Directions for this task:
Output exactly the lines between the line that contains "point: dark shadow" and the last line of the material, counting both.

Material provided:
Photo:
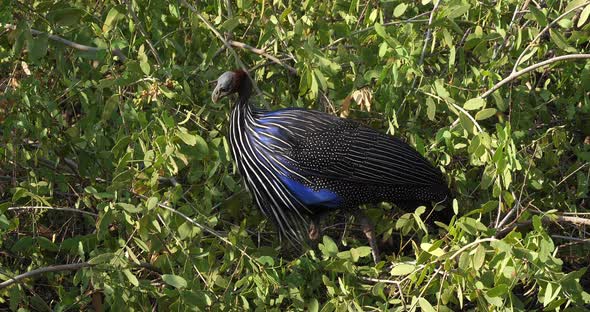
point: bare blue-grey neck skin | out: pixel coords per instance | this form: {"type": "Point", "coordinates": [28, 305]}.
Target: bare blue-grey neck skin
{"type": "Point", "coordinates": [231, 82]}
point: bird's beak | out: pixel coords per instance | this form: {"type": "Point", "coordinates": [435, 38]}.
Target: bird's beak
{"type": "Point", "coordinates": [217, 94]}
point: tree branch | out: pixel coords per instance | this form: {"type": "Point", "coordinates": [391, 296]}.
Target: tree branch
{"type": "Point", "coordinates": [428, 33]}
{"type": "Point", "coordinates": [560, 219]}
{"type": "Point", "coordinates": [409, 20]}
{"type": "Point", "coordinates": [143, 32]}
{"type": "Point", "coordinates": [39, 271]}
{"type": "Point", "coordinates": [544, 30]}
{"type": "Point", "coordinates": [229, 47]}
{"type": "Point", "coordinates": [53, 208]}
{"type": "Point", "coordinates": [71, 44]}
{"type": "Point", "coordinates": [263, 53]}
{"type": "Point", "coordinates": [521, 72]}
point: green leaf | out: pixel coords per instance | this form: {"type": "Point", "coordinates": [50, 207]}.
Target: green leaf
{"type": "Point", "coordinates": [400, 9]}
{"type": "Point", "coordinates": [479, 257]}
{"type": "Point", "coordinates": [560, 41]}
{"type": "Point", "coordinates": [65, 16]}
{"type": "Point", "coordinates": [313, 305]}
{"type": "Point", "coordinates": [230, 24]}
{"type": "Point", "coordinates": [38, 47]}
{"type": "Point", "coordinates": [425, 305]}
{"type": "Point", "coordinates": [102, 258]}
{"type": "Point", "coordinates": [380, 30]}
{"type": "Point", "coordinates": [584, 16]}
{"type": "Point", "coordinates": [539, 16]}
{"type": "Point", "coordinates": [152, 202]}
{"type": "Point", "coordinates": [187, 138]}
{"type": "Point", "coordinates": [129, 207]}
{"type": "Point", "coordinates": [475, 103]}
{"type": "Point", "coordinates": [328, 247]}
{"type": "Point", "coordinates": [202, 149]}
{"type": "Point", "coordinates": [144, 65]}
{"type": "Point", "coordinates": [402, 269]}
{"type": "Point", "coordinates": [110, 107]}
{"type": "Point", "coordinates": [132, 279]}
{"type": "Point", "coordinates": [174, 280]}
{"type": "Point", "coordinates": [112, 17]}
{"type": "Point", "coordinates": [430, 108]}
{"type": "Point", "coordinates": [498, 291]}
{"type": "Point", "coordinates": [485, 113]}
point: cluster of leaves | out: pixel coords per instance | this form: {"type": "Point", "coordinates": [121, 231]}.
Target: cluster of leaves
{"type": "Point", "coordinates": [125, 132]}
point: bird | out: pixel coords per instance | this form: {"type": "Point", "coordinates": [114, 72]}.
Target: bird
{"type": "Point", "coordinates": [301, 164]}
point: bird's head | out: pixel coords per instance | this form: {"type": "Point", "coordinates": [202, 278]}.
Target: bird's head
{"type": "Point", "coordinates": [228, 83]}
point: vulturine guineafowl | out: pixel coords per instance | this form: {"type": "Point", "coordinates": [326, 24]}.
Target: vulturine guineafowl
{"type": "Point", "coordinates": [299, 164]}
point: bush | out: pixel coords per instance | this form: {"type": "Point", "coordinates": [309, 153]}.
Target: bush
{"type": "Point", "coordinates": [118, 189]}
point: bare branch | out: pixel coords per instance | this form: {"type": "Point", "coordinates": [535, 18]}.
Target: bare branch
{"type": "Point", "coordinates": [354, 33]}
{"type": "Point", "coordinates": [544, 30]}
{"type": "Point", "coordinates": [71, 44]}
{"type": "Point", "coordinates": [560, 219]}
{"type": "Point", "coordinates": [53, 208]}
{"type": "Point", "coordinates": [202, 227]}
{"type": "Point", "coordinates": [39, 271]}
{"type": "Point", "coordinates": [261, 52]}
{"type": "Point", "coordinates": [229, 47]}
{"type": "Point", "coordinates": [521, 72]}
{"type": "Point", "coordinates": [428, 32]}
{"type": "Point", "coordinates": [476, 242]}
{"type": "Point", "coordinates": [143, 32]}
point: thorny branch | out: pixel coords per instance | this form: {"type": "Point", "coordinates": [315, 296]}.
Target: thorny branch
{"type": "Point", "coordinates": [71, 44]}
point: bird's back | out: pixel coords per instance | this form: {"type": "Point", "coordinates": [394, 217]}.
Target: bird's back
{"type": "Point", "coordinates": [337, 163]}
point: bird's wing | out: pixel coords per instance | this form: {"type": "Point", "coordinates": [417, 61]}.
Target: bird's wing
{"type": "Point", "coordinates": [325, 145]}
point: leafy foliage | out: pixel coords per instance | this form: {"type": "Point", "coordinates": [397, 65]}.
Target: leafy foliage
{"type": "Point", "coordinates": [125, 132]}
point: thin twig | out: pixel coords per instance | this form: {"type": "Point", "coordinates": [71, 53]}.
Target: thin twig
{"type": "Point", "coordinates": [428, 33]}
{"type": "Point", "coordinates": [143, 32]}
{"type": "Point", "coordinates": [545, 30]}
{"type": "Point", "coordinates": [560, 219]}
{"type": "Point", "coordinates": [573, 239]}
{"type": "Point", "coordinates": [409, 20]}
{"type": "Point", "coordinates": [521, 72]}
{"type": "Point", "coordinates": [263, 53]}
{"type": "Point", "coordinates": [203, 228]}
{"type": "Point", "coordinates": [477, 242]}
{"type": "Point", "coordinates": [54, 208]}
{"type": "Point", "coordinates": [229, 48]}
{"type": "Point", "coordinates": [52, 268]}
{"type": "Point", "coordinates": [71, 44]}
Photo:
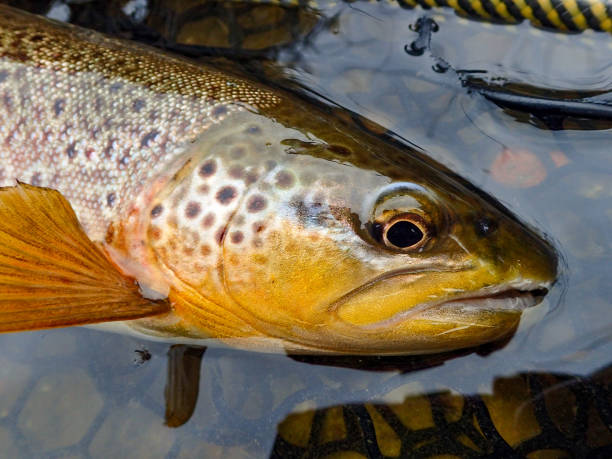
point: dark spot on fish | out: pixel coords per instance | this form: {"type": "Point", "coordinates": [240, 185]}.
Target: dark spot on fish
{"type": "Point", "coordinates": [110, 199]}
{"type": "Point", "coordinates": [115, 87]}
{"type": "Point", "coordinates": [109, 148]}
{"type": "Point", "coordinates": [35, 180]}
{"type": "Point", "coordinates": [110, 233]}
{"type": "Point", "coordinates": [236, 172]}
{"type": "Point", "coordinates": [192, 210]}
{"type": "Point", "coordinates": [218, 111]}
{"type": "Point", "coordinates": [71, 150]}
{"type": "Point", "coordinates": [208, 221]}
{"type": "Point", "coordinates": [58, 106]}
{"type": "Point", "coordinates": [237, 152]}
{"type": "Point", "coordinates": [284, 180]}
{"type": "Point", "coordinates": [256, 203]}
{"type": "Point", "coordinates": [157, 211]}
{"type": "Point", "coordinates": [220, 235]}
{"type": "Point", "coordinates": [208, 168]}
{"type": "Point", "coordinates": [138, 105]}
{"type": "Point", "coordinates": [301, 209]}
{"type": "Point", "coordinates": [318, 200]}
{"type": "Point", "coordinates": [340, 150]}
{"type": "Point", "coordinates": [485, 226]}
{"type": "Point", "coordinates": [253, 129]}
{"type": "Point", "coordinates": [226, 194]}
{"type": "Point", "coordinates": [7, 100]}
{"type": "Point", "coordinates": [148, 138]}
{"type": "Point", "coordinates": [154, 233]}
{"type": "Point", "coordinates": [251, 177]}
{"type": "Point", "coordinates": [142, 356]}
{"type": "Point", "coordinates": [237, 237]}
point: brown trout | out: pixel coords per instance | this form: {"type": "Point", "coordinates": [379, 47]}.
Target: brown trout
{"type": "Point", "coordinates": [193, 205]}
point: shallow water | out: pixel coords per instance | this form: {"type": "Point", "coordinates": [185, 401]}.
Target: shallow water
{"type": "Point", "coordinates": [82, 393]}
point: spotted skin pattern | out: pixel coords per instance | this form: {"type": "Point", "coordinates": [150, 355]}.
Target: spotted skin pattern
{"type": "Point", "coordinates": [98, 116]}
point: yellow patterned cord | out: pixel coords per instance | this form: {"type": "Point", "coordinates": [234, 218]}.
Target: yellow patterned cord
{"type": "Point", "coordinates": [562, 15]}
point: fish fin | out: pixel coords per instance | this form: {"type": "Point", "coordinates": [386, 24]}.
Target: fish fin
{"type": "Point", "coordinates": [51, 273]}
{"type": "Point", "coordinates": [183, 384]}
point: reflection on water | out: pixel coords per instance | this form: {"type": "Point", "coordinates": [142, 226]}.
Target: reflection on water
{"type": "Point", "coordinates": [84, 393]}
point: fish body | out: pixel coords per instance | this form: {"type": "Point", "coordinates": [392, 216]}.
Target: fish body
{"type": "Point", "coordinates": [256, 218]}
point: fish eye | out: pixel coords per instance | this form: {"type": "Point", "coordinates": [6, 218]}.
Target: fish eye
{"type": "Point", "coordinates": [406, 231]}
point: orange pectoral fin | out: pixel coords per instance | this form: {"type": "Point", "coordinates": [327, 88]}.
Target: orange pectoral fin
{"type": "Point", "coordinates": [51, 274]}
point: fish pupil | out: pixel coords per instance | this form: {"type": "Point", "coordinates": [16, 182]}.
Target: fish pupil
{"type": "Point", "coordinates": [404, 234]}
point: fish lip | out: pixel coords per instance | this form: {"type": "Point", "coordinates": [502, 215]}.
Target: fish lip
{"type": "Point", "coordinates": [513, 297]}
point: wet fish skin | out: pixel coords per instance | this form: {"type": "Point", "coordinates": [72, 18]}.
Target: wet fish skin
{"type": "Point", "coordinates": [261, 216]}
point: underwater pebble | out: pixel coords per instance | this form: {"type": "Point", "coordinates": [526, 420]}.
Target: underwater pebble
{"type": "Point", "coordinates": [7, 445]}
{"type": "Point", "coordinates": [59, 411]}
{"type": "Point", "coordinates": [198, 448]}
{"type": "Point", "coordinates": [14, 378]}
{"type": "Point", "coordinates": [132, 431]}
{"type": "Point", "coordinates": [518, 169]}
{"type": "Point", "coordinates": [57, 343]}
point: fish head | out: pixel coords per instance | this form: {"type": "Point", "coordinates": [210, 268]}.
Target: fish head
{"type": "Point", "coordinates": [347, 244]}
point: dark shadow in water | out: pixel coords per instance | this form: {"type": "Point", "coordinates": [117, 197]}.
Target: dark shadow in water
{"type": "Point", "coordinates": [563, 414]}
{"type": "Point", "coordinates": [558, 414]}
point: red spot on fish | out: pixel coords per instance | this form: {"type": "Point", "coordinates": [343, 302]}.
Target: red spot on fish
{"type": "Point", "coordinates": [192, 209]}
{"type": "Point", "coordinates": [237, 237]}
{"type": "Point", "coordinates": [226, 194]}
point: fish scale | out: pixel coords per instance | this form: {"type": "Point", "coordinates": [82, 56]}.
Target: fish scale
{"type": "Point", "coordinates": [105, 120]}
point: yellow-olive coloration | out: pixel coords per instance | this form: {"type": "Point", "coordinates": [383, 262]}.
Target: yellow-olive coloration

Correct answer:
point: dark shadow in water | out: pixel coords per instance | this form: {"type": "Point", "coordinates": [117, 197]}.
Target: dark shadow in water
{"type": "Point", "coordinates": [563, 414]}
{"type": "Point", "coordinates": [558, 414]}
point: red spot on fish | out: pixel coords per instance | this form: {"type": "Point", "coordinates": [343, 302]}.
Target: red spot on fish
{"type": "Point", "coordinates": [192, 209]}
{"type": "Point", "coordinates": [237, 237]}
{"type": "Point", "coordinates": [226, 194]}
point: fish scale | out: pixel coords per instance | this form: {"type": "Point", "coordinates": [82, 56]}.
Target: fish scale
{"type": "Point", "coordinates": [105, 120]}
point: yellow-olive coloration | out: pixel coords per instance | this form: {"type": "Point", "coordinates": [383, 262]}.
Target: yellow-olive coloration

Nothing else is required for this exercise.